* **Exercise directions**
The finished copy must match the records exactly, except that it contains no pictures.
++++ Available records ++++
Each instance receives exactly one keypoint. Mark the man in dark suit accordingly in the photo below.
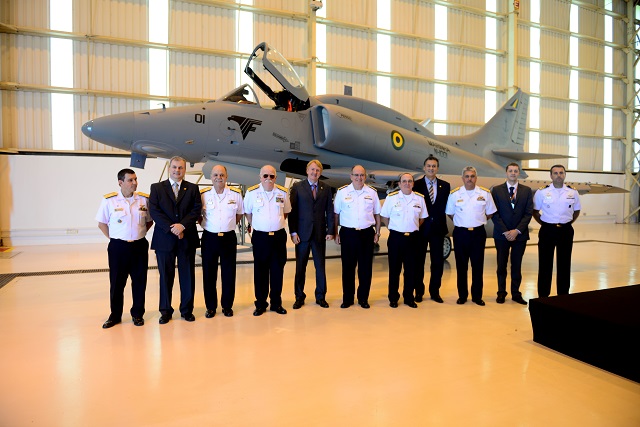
(175, 207)
(311, 224)
(433, 229)
(514, 202)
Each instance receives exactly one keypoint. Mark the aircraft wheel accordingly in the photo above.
(446, 247)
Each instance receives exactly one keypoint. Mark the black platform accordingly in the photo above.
(601, 328)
++++
* **Exercise response**
Each instance receives exactly one keypoint. Mark the man in dark suit accordingly in the photo below.
(175, 207)
(311, 224)
(433, 229)
(514, 202)
Each instance receives exactly one keypoint. Mark the aircraft wheel accordingly in the photo above.
(446, 247)
Each instance receives exactly one keypoint. Mark the black platform accordingly in the photo above.
(601, 328)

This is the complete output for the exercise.